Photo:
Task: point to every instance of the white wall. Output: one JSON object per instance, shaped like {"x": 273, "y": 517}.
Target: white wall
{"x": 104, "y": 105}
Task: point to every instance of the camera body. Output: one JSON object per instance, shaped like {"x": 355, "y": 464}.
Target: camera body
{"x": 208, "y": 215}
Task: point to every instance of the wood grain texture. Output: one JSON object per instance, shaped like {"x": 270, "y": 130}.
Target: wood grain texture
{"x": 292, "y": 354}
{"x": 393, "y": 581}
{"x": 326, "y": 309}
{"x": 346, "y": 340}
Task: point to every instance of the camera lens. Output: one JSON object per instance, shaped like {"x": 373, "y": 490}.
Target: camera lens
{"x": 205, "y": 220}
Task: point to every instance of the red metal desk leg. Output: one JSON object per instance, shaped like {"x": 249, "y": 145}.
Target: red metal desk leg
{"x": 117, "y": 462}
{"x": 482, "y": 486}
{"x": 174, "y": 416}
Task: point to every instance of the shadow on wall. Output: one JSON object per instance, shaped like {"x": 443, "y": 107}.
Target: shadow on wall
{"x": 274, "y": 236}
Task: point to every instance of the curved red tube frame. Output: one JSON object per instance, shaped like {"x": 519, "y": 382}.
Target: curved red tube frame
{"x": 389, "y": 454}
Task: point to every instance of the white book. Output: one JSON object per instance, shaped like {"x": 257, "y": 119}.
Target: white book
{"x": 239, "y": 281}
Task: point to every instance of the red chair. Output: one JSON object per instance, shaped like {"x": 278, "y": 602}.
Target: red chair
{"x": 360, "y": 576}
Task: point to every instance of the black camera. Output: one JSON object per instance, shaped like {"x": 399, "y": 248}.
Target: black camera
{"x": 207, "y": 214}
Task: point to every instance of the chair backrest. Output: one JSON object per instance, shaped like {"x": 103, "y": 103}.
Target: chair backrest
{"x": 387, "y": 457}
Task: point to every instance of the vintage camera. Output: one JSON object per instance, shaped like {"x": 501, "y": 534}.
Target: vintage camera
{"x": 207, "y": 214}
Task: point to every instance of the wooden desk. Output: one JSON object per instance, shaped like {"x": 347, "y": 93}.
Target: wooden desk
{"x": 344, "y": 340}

-=-=-=-=-

Rewrite the listing with every occurrence of "red chair" changed to "crimson chair", leaving everything else unchanged.

Complete answer:
Photo:
Task: point to every instance of the white wall. Output: one JSON object per instance, shaped like {"x": 273, "y": 517}.
Target: white wall
{"x": 104, "y": 105}
Task: point to every instance of the camera body. Output: one JSON object per instance, shaped like {"x": 355, "y": 464}.
Target: camera body
{"x": 208, "y": 215}
Task: point to every instance of the wood grain texture. Output: one JSON object per instance, shaped like {"x": 270, "y": 130}.
Target: wood grain texture
{"x": 292, "y": 354}
{"x": 393, "y": 581}
{"x": 326, "y": 309}
{"x": 346, "y": 340}
Task: point to every instance of the camera lens. Output: one JSON object per instance, shaped like {"x": 373, "y": 490}.
Target: camera lens
{"x": 205, "y": 220}
Task: point to every instance of the red metal desk leg. Output: one JSON object per instance, shaped like {"x": 249, "y": 145}.
Target: red metal desk leg
{"x": 117, "y": 462}
{"x": 482, "y": 486}
{"x": 174, "y": 416}
Task: point to every instance of the shadow on wall. Output: one JSON object per instance, shaped like {"x": 443, "y": 107}.
Target: shadow on wall
{"x": 274, "y": 236}
Task: point to every instance of the curved red tube frame. Output: one JSON object per instance, shaped like {"x": 519, "y": 382}.
Target: curved red tube frame
{"x": 389, "y": 454}
Task: point to every instance of the white book. Output: one JSON object per instance, shaped like {"x": 257, "y": 119}.
Target: white book
{"x": 239, "y": 281}
Task: point to every instance of the crimson chair. Output: one JSON object per instance, shaped like {"x": 278, "y": 602}.
Target: crimson chair
{"x": 360, "y": 576}
Task: point to every instance of the black camera. Output: one JSON object per instance, shaped like {"x": 399, "y": 248}.
Target: black camera
{"x": 207, "y": 214}
Task: point to every instance of the chair backrest. Output: one JSON object per instance, shaped like {"x": 103, "y": 103}.
Target: chair backrest
{"x": 387, "y": 457}
Task: point to every instance of the vintage camera. Output: one JSON object per instance, shaped like {"x": 501, "y": 534}.
Target: vintage camera
{"x": 207, "y": 214}
Task: point to every instance of the wooden desk. Output: one JSON object per instance, shaped like {"x": 347, "y": 93}.
Target: wooden desk
{"x": 344, "y": 340}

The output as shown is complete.